[Location identification records]
## start

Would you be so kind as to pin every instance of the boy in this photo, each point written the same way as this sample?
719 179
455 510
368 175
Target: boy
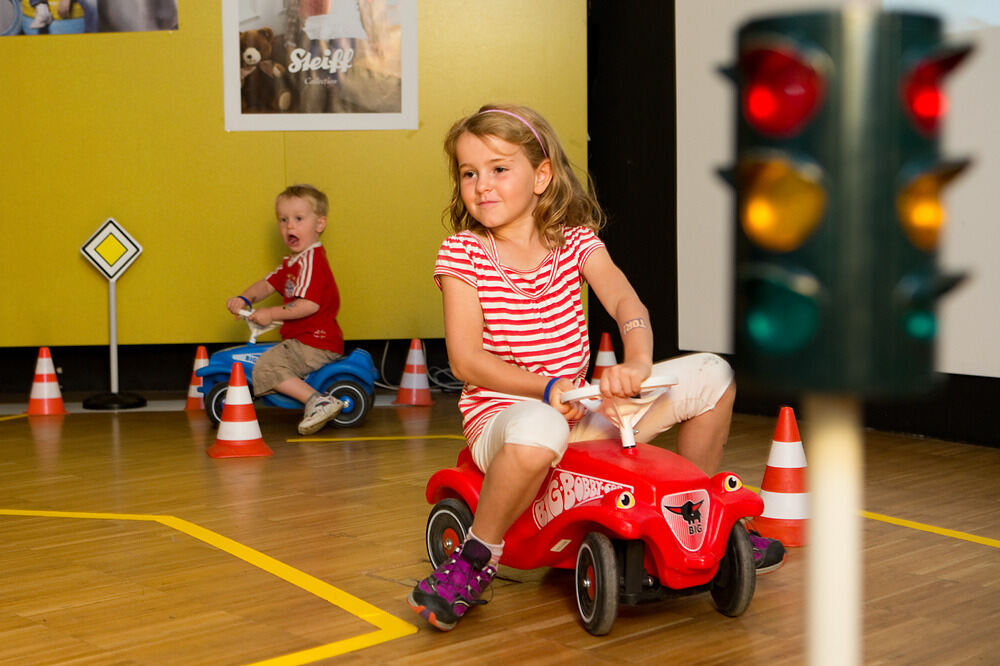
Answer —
311 337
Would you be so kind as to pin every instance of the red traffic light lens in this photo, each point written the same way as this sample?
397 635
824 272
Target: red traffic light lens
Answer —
921 88
923 97
782 91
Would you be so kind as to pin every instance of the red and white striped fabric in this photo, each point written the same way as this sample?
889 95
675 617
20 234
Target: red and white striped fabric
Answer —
533 319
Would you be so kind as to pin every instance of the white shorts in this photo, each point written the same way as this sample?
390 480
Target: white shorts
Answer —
701 380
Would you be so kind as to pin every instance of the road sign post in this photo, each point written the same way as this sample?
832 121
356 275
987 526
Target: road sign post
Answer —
112 250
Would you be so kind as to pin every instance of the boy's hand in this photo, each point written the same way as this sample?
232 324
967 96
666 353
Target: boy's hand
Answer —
235 304
262 317
625 379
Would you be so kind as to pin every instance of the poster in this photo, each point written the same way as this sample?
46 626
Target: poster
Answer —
320 64
67 17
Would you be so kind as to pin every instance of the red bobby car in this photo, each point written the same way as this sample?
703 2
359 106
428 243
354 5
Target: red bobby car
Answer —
637 523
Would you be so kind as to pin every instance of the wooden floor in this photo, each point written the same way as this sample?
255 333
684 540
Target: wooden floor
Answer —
124 543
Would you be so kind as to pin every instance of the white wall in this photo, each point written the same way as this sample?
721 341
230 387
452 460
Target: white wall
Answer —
706 34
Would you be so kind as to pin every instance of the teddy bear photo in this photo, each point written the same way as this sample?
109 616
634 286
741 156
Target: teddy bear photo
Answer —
264 85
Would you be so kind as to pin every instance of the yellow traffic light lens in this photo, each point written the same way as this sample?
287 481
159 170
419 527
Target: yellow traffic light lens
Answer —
781 203
920 210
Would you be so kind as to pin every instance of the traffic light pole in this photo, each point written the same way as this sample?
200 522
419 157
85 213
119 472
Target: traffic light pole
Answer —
834 443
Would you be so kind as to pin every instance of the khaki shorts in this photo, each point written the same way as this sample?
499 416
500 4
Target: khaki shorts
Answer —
701 381
285 360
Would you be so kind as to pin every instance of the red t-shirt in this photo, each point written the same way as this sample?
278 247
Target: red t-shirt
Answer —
308 275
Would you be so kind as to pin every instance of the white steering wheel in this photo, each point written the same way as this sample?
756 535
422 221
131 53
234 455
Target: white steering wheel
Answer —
623 412
594 390
255 329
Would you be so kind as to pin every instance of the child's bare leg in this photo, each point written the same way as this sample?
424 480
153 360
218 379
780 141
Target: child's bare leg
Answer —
702 439
295 388
511 483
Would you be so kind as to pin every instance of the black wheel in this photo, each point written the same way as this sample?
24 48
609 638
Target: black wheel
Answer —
447 527
215 401
357 403
734 583
597 583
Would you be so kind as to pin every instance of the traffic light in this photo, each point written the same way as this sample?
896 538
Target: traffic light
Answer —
839 212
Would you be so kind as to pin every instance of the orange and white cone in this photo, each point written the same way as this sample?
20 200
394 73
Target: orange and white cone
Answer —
414 388
605 357
196 399
45 396
786 498
239 432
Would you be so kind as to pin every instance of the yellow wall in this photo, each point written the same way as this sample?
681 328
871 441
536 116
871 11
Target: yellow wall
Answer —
131 126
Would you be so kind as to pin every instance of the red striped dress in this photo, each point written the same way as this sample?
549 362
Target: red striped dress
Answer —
533 319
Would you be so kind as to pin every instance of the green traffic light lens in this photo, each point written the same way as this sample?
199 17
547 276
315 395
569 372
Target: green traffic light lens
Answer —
782 315
920 324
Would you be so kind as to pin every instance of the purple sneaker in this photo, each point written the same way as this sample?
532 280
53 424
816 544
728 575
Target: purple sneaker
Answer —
444 597
768 554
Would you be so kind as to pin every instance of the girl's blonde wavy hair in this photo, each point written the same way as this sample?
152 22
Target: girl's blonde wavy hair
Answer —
565 202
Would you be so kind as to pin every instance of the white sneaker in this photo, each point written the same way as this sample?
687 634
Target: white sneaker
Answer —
43 17
318 413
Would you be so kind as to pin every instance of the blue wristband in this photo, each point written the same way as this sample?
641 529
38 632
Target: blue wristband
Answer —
548 388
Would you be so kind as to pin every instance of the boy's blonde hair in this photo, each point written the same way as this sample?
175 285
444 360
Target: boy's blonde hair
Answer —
565 201
316 199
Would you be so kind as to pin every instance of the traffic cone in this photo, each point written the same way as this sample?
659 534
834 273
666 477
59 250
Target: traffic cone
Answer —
414 388
239 432
605 357
196 399
45 396
786 498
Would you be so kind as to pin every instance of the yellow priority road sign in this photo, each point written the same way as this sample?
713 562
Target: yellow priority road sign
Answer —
111 249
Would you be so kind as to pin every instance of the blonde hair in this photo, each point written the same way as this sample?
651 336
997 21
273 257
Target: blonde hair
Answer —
316 199
564 203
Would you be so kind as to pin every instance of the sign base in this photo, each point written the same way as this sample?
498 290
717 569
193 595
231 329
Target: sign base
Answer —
114 401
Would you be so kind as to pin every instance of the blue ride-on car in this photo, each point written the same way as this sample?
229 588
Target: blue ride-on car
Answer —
350 379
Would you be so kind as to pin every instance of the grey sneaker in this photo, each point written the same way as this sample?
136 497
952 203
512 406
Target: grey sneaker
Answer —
318 412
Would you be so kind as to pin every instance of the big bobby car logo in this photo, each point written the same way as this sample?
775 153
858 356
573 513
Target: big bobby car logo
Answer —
568 489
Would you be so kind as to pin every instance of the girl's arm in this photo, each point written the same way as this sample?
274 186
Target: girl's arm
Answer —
463 330
618 297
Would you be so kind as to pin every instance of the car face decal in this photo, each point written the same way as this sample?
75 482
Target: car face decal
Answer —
687 514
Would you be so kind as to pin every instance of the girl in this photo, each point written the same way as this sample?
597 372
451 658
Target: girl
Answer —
525 240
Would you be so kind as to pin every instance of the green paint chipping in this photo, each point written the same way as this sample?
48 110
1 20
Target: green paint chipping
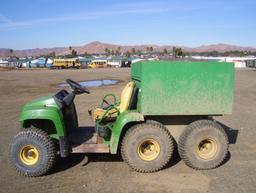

## end

◆ **Work to be completed**
Please show every line of the records that contains the word "floor", copying each line in full.

◆ **Full solution**
Would you be so kind as to pin every instance of the wooden floor in this photo, each point written the same way as this sample?
Target: wooden floor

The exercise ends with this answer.